BRIEF -
Gather every line of the rows below that contains the string "target", and copy each one. Case counts.
* Start SOURCE DATA *
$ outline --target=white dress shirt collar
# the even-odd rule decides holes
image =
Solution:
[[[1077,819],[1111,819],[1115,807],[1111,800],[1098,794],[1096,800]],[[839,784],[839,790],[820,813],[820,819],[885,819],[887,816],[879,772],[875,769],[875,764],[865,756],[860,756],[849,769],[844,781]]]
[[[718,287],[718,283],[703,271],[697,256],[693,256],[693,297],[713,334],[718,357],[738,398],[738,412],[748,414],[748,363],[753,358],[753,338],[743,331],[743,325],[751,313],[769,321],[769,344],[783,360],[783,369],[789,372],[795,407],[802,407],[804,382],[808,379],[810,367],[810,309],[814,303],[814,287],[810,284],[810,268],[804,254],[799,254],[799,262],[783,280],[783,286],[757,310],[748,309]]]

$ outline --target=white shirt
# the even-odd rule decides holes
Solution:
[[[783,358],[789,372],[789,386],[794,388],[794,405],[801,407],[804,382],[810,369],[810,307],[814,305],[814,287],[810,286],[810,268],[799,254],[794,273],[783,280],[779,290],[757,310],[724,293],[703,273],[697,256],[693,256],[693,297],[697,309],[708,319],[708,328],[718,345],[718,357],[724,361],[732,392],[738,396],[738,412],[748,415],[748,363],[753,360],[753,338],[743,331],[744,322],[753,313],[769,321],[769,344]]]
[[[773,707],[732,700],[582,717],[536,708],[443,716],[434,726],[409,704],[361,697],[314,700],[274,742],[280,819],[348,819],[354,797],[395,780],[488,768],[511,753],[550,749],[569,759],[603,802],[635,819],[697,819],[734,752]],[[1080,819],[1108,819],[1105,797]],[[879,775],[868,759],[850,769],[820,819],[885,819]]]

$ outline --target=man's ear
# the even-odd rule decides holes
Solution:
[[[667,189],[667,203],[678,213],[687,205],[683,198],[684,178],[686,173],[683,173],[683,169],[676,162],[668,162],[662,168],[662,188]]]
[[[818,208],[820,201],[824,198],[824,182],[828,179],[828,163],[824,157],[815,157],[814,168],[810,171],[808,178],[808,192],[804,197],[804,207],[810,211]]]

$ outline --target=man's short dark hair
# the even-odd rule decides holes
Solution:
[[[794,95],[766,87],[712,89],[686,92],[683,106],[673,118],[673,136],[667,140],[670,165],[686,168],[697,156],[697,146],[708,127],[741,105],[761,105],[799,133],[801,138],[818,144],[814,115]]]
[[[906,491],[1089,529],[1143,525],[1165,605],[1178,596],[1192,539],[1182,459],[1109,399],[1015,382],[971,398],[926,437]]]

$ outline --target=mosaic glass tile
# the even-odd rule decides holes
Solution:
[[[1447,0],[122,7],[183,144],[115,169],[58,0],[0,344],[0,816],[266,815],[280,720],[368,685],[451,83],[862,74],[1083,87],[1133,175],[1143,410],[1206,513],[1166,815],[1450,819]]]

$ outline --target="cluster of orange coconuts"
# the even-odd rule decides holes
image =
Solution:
* End SOURCE DATA *
RESPONSE TO THIS TASK -
$ outline --target=white dress shirt collar
$ outline --target=white shirt
$ outline --target=man's ear
$ outline --target=man's short dark hair
$ outline --target=mosaic glass tile
$ outline --target="cluster of orange coconuts"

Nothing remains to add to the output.